## Begin LISTED ENTRIES

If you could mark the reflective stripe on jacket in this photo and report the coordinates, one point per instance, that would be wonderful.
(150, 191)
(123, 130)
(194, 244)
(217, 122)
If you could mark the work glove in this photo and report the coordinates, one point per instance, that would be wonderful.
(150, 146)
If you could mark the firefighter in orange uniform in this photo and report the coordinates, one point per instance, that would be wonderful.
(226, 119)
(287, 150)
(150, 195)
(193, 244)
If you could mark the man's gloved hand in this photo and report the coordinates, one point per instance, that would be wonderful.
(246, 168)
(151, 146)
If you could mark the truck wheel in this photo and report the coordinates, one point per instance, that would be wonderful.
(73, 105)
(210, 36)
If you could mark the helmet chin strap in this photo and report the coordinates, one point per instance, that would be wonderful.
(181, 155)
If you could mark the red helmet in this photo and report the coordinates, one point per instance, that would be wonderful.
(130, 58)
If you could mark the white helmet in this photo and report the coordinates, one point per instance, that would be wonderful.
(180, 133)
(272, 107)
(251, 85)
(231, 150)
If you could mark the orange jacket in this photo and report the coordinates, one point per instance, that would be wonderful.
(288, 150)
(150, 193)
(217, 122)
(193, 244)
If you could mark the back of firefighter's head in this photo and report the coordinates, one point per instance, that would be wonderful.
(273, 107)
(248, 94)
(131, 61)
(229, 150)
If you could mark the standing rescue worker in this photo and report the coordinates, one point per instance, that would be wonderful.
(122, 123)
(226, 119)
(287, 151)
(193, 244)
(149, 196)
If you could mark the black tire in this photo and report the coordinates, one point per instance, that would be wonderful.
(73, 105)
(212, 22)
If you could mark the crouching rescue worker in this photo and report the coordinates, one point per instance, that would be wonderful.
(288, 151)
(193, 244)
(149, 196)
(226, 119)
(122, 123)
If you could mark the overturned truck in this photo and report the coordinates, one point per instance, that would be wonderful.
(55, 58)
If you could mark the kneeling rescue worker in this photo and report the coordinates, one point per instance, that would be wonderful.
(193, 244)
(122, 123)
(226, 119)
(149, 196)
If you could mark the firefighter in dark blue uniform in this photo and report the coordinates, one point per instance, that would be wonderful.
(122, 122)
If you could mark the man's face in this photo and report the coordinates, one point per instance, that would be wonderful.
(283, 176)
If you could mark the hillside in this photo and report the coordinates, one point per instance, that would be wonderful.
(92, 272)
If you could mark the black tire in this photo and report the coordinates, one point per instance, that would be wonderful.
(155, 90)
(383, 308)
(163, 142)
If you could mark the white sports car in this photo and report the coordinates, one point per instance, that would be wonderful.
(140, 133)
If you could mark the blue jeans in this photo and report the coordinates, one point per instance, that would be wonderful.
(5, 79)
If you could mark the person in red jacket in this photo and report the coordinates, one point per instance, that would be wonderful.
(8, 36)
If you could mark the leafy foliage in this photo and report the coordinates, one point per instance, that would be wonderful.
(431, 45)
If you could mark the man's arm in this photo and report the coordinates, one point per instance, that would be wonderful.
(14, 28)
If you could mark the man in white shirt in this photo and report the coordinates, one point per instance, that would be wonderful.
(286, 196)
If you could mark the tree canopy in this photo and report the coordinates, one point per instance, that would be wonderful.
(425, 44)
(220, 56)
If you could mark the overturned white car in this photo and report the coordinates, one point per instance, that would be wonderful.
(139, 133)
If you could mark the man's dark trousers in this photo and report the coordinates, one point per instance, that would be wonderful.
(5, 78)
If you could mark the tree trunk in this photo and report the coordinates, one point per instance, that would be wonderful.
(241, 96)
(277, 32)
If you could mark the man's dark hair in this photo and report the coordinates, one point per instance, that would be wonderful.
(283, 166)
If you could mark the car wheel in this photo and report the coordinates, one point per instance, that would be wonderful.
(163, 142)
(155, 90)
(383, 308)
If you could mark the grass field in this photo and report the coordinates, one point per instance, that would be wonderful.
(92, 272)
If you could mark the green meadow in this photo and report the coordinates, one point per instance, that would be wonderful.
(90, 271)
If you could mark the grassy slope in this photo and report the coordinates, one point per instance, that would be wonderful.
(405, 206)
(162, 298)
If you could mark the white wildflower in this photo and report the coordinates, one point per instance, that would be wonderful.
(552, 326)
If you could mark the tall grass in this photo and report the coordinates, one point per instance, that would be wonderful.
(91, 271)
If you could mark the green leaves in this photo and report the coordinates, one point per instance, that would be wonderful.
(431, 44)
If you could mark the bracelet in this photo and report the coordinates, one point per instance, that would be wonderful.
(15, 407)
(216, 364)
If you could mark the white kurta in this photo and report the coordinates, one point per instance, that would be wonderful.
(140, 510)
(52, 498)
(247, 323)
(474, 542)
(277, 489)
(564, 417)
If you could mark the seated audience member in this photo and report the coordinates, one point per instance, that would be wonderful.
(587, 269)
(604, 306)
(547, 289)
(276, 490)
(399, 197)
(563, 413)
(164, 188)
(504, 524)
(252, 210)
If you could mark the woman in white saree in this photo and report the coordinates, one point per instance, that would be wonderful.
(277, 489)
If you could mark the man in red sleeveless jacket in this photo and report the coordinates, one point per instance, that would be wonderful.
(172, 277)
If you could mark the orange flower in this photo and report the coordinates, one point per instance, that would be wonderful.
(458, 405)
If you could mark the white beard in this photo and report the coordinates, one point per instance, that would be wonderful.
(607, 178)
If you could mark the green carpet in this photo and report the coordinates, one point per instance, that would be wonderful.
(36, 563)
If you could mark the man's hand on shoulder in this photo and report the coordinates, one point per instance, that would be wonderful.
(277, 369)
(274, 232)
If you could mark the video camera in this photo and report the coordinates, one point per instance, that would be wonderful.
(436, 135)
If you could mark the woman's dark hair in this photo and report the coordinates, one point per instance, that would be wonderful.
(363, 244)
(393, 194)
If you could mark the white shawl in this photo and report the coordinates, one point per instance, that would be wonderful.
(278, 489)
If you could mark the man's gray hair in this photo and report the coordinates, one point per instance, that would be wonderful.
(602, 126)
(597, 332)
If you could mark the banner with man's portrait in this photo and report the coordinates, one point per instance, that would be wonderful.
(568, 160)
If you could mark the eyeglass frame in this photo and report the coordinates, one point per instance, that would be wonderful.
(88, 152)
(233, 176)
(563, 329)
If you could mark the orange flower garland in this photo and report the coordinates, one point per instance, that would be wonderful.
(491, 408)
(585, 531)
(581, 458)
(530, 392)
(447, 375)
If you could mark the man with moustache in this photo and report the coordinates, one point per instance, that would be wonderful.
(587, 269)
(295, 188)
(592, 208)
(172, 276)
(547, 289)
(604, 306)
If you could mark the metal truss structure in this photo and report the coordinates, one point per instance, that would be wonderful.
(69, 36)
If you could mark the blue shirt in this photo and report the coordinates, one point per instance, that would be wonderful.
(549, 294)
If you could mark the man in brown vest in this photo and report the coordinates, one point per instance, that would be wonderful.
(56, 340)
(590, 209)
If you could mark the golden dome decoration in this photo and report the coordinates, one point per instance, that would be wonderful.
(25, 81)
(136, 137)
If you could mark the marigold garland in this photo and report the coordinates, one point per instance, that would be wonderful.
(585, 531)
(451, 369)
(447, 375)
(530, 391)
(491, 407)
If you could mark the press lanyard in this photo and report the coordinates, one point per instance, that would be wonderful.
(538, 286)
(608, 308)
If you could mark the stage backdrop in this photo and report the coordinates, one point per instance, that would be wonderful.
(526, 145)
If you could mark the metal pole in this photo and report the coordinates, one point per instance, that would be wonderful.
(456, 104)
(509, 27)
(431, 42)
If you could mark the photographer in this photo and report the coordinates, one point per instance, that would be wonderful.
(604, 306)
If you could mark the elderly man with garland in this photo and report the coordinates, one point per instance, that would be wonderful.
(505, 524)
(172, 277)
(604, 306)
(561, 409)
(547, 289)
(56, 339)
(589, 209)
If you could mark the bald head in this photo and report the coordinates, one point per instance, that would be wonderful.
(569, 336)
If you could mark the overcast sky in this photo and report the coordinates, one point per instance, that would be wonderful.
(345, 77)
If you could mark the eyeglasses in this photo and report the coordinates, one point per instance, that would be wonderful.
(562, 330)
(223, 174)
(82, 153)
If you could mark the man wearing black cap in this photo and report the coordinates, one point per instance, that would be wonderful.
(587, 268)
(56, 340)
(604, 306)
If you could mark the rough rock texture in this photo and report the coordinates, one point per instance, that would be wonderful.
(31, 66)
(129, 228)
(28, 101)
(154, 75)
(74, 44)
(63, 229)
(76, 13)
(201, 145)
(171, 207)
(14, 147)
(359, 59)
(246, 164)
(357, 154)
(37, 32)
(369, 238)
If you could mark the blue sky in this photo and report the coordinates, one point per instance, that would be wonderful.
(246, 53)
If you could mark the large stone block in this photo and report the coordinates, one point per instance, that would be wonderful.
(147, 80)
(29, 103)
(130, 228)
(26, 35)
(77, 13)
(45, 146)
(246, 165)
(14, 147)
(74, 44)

## End LISTED ENTRIES

Take the lines from the one containing "If you could mark the man wearing" to the last line of the material above and write them out exactly.

If you could mark the man wearing black cap in this photo and report the coordinates, one point per instance, that would be wonderful.
(587, 268)
(56, 340)
(604, 306)
If you could mark the rough rock texture in this photo and report the coordinates, one point per instance, that would be wonderful.
(31, 66)
(129, 228)
(28, 101)
(154, 75)
(74, 44)
(63, 229)
(76, 13)
(201, 145)
(171, 207)
(14, 147)
(359, 59)
(246, 164)
(357, 154)
(37, 32)
(369, 238)
If you could mark the blue sky in this photo and report the coordinates, one point per instance, that would be wonderful.
(246, 53)
If you could mark the large stone block in this photo and report the coordinates, one point per instance, that would be wonderful.
(147, 80)
(29, 103)
(130, 228)
(26, 35)
(77, 13)
(45, 146)
(246, 165)
(14, 147)
(74, 44)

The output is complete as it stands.